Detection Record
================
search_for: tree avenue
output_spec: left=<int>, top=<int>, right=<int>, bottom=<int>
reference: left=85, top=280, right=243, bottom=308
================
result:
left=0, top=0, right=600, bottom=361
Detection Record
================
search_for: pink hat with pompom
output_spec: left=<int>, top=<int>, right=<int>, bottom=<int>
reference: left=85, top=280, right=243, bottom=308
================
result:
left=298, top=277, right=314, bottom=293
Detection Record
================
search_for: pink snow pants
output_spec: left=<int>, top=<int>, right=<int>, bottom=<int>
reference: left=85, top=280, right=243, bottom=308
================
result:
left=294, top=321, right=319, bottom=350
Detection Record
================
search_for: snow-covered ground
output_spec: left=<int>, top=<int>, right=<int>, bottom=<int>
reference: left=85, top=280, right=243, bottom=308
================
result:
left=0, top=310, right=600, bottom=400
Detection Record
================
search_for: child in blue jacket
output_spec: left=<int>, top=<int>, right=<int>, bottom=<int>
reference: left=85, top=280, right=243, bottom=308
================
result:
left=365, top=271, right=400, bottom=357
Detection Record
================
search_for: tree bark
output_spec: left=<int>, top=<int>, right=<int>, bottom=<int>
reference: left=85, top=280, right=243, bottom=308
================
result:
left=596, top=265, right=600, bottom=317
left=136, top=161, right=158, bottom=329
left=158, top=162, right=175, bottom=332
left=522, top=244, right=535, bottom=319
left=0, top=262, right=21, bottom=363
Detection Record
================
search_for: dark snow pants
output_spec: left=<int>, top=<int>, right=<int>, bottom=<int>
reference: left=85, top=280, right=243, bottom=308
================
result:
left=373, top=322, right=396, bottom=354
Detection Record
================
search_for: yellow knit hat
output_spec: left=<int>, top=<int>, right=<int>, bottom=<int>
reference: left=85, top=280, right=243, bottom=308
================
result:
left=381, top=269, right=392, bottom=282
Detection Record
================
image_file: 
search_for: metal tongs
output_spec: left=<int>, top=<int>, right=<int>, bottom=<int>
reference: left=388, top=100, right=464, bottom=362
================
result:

____________________

## PROBLEM TO WORK ON:
From the entries above, extract every line that contains the word "pink".

## THE COMPLETED TASK:
search_for: pink hat with pompom
search_for: pink snow pants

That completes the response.